## SHORT PROBLEM A
The article about the Colorado Classic names the locations of the race's circuit stages. List each of those locations.

-------- EXCERPTED TEXT

Saturday, August 05, 2017

Colorado Classic brings ‘pure entertainment’ to Breck with 4 hours of nonstop action Aug. 11

#Breckenridge #Colorado
Summit Daily News


Summit Daily News Link

Everyone who knows cycling agrees: Breckenridge will be the toughest single day of the brand-new, never-before-seen Colorado Classic.
Take it from Jim Birrell, men's race director for the return of professional road cycling to Colorado from Aug. 10-13, which features an unorthodox format built around circuit stages in three locations: Colorado Springs, Denver and Main Street Breckenridge.
"Breckenridge is going to be the survival of the fittest," said Birrell, whose ties to Colorado pro racing date back to the Red Zinger and Coors Classic stage events in the '80s. "Racing at altitude with 10 laps on Moonstone Road, at the pace these kids will be racing, that's going to be survival of the fittest."
Or take it from Alison Powers, owner and team director for Alps Cycles Racing, a female-only team based in Boulder. By living and training at 6,000 feet, her team of six pros already has an upper hand on sea-level teams, but add an extra 3,600 feet on race day and it's anyone's game.

----------------
-------- EXTRACTED DATA

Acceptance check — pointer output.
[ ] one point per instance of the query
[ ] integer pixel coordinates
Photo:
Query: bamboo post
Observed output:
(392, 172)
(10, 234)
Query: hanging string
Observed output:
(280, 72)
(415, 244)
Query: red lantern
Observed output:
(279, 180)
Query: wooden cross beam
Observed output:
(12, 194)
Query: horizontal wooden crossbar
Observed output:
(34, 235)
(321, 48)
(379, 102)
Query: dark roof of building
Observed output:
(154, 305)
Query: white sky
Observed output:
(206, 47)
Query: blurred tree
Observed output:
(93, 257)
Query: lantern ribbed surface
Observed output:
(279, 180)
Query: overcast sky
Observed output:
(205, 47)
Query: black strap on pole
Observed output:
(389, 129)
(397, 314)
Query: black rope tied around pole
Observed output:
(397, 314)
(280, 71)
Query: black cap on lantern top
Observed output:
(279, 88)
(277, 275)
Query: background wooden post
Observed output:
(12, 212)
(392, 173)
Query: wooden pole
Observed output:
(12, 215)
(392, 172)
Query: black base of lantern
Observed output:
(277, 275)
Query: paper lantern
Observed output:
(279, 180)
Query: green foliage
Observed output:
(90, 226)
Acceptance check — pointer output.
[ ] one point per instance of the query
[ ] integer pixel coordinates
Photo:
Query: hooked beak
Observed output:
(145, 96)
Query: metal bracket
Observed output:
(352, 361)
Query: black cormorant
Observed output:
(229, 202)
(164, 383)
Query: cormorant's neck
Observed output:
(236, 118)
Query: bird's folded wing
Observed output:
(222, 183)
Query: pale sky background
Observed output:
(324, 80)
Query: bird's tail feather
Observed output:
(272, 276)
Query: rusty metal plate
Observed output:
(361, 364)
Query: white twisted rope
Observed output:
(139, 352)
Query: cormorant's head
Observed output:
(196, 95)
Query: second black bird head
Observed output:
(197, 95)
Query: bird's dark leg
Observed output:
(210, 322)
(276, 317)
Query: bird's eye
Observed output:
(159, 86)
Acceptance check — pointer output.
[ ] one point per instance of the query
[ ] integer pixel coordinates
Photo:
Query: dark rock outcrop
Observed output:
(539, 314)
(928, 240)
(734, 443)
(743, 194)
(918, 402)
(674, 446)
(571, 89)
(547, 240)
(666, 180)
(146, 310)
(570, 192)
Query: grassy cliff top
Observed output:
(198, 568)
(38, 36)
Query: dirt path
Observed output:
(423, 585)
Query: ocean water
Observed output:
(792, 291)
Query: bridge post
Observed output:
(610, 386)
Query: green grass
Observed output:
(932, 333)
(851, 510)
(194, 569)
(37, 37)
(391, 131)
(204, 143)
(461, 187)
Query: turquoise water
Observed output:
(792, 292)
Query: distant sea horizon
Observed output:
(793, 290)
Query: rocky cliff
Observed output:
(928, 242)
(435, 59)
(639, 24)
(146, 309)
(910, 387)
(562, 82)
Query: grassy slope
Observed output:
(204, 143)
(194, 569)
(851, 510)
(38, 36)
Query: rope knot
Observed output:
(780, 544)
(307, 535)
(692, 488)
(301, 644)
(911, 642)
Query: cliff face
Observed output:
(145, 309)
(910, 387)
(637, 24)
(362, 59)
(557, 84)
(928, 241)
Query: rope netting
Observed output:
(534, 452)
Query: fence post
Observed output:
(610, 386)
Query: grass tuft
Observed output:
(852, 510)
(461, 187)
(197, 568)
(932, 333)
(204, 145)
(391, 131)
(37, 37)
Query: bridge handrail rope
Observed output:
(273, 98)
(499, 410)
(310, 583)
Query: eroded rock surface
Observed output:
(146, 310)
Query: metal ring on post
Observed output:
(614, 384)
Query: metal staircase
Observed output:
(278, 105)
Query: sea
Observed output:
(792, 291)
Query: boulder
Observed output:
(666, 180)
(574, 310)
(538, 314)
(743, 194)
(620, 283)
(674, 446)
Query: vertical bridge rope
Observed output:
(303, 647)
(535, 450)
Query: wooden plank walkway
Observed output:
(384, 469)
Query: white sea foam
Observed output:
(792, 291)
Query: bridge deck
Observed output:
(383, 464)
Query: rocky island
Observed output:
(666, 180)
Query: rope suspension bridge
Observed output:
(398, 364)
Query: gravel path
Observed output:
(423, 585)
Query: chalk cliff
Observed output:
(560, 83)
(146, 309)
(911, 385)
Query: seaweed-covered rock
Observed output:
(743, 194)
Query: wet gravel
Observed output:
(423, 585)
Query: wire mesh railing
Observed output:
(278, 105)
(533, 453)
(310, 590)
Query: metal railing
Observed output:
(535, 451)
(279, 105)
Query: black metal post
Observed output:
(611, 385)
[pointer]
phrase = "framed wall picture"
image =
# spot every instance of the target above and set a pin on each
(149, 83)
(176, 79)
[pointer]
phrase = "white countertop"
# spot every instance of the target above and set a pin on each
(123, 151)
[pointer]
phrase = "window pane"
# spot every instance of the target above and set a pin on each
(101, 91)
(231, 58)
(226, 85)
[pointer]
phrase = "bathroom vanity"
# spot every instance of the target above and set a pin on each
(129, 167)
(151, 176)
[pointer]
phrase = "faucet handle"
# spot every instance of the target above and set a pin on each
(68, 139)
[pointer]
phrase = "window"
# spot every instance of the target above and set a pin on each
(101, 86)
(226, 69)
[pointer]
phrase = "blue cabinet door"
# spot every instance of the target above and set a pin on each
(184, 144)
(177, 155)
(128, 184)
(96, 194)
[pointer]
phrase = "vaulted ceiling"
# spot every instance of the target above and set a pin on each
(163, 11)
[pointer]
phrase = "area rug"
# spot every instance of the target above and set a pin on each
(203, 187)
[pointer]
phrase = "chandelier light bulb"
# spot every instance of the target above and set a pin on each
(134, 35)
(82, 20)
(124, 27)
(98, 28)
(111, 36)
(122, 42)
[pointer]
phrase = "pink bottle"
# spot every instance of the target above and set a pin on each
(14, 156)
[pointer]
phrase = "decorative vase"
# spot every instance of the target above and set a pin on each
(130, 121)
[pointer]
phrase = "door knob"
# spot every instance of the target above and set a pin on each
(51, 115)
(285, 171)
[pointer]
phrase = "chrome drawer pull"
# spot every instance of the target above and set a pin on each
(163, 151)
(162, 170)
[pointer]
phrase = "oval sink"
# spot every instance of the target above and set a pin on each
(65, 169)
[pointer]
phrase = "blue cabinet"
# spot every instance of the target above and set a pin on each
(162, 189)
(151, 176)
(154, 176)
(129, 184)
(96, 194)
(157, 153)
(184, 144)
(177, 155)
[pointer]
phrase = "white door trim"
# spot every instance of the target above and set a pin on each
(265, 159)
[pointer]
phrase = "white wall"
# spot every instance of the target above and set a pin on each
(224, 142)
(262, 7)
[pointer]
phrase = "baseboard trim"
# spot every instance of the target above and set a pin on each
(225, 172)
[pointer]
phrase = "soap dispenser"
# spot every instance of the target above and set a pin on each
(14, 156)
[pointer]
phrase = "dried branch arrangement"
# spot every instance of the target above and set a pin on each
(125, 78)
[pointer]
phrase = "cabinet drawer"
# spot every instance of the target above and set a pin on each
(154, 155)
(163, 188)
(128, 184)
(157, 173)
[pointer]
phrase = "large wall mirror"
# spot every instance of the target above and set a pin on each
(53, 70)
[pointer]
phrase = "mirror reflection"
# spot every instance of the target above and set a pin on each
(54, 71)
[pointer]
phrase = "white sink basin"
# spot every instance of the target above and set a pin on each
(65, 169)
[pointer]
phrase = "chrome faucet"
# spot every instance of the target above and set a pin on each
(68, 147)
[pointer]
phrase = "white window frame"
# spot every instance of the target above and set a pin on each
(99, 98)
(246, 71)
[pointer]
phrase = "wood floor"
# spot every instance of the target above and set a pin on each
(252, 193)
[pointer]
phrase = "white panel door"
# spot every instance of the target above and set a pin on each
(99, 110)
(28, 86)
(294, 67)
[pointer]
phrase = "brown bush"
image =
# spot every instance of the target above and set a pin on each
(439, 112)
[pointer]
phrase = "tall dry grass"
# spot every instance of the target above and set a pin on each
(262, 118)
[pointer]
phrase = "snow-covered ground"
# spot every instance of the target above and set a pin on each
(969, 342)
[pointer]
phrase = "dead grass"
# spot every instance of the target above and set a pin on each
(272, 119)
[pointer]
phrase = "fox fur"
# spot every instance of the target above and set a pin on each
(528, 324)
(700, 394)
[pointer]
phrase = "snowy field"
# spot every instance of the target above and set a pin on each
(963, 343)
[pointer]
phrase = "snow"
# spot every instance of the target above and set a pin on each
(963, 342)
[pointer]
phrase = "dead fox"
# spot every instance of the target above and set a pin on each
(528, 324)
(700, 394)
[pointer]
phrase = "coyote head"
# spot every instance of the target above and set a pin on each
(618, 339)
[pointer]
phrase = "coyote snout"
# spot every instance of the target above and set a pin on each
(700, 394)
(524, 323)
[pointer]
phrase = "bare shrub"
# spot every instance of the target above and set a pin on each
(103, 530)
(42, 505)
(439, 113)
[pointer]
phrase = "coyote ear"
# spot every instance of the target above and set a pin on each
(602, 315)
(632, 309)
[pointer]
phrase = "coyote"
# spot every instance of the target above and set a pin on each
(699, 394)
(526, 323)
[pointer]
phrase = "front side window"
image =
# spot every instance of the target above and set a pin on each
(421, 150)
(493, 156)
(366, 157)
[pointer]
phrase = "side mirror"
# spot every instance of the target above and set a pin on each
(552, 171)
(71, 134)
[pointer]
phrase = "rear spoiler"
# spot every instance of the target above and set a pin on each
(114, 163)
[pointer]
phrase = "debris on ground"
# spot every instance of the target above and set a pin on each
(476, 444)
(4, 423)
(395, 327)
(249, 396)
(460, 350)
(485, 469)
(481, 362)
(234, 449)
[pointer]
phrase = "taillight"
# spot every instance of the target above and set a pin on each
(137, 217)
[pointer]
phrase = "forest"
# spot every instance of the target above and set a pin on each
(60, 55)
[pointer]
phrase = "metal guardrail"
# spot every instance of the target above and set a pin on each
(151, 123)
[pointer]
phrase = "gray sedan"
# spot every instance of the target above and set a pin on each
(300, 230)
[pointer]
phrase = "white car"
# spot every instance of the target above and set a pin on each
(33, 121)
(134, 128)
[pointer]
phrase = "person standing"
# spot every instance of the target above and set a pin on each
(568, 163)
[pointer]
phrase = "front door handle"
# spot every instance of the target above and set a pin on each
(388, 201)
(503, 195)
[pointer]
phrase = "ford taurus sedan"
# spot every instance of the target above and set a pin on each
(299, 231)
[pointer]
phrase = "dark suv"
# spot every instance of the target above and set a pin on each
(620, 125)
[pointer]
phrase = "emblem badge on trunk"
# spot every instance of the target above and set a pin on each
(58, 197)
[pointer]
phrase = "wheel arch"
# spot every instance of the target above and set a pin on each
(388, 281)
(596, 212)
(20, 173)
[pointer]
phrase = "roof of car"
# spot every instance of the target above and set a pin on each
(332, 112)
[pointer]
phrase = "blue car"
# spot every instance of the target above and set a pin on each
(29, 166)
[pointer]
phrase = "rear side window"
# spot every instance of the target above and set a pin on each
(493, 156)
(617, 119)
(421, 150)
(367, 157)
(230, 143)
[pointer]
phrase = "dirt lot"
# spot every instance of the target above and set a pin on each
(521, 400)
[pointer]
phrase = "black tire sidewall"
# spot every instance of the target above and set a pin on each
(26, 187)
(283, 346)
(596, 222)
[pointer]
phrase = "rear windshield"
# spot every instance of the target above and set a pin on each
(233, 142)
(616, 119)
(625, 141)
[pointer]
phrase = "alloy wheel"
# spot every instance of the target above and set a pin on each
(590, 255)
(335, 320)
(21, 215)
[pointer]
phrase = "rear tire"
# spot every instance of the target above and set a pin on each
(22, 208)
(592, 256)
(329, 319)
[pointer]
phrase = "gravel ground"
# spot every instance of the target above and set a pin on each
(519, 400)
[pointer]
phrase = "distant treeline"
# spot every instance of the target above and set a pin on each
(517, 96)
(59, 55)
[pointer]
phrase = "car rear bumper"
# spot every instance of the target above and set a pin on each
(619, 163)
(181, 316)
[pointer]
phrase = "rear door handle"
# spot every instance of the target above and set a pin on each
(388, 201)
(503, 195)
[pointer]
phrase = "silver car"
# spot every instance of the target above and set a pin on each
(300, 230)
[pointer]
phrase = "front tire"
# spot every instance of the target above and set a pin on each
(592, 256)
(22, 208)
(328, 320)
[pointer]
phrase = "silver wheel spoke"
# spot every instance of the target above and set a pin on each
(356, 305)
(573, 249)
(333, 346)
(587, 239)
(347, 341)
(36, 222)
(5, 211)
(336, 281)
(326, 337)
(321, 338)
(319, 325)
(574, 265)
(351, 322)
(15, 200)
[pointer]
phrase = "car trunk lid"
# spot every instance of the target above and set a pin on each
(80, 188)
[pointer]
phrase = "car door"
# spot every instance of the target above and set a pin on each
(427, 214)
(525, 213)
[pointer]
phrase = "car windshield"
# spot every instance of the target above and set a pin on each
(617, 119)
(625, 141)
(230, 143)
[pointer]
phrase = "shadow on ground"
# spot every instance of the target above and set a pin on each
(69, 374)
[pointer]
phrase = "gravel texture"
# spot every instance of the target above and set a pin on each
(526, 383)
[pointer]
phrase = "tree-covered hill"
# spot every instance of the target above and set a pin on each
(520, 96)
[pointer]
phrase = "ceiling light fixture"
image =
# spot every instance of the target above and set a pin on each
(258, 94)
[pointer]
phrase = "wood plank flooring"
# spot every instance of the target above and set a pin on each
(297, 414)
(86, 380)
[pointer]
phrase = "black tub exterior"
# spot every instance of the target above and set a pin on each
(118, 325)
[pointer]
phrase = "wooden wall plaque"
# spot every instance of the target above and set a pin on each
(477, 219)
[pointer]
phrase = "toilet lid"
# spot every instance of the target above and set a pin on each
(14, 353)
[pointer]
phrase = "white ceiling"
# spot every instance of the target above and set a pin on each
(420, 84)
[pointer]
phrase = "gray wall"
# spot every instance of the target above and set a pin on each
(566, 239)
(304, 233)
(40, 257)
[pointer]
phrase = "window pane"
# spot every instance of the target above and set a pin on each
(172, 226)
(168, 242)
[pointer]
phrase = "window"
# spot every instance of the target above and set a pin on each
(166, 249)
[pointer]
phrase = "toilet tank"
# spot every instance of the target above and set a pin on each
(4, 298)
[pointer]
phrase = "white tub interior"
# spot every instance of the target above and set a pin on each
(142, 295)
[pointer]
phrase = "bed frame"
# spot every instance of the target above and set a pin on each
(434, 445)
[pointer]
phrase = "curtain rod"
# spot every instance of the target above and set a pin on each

----------------

## SHORT PROBLEM B
How many lines of the records contain the string "background"? Give only the number.

## EXPECTED OUTPUT A
Colorado Springs, Denver, and Main Street Breckenridge

## EXPECTED OUTPUT B
2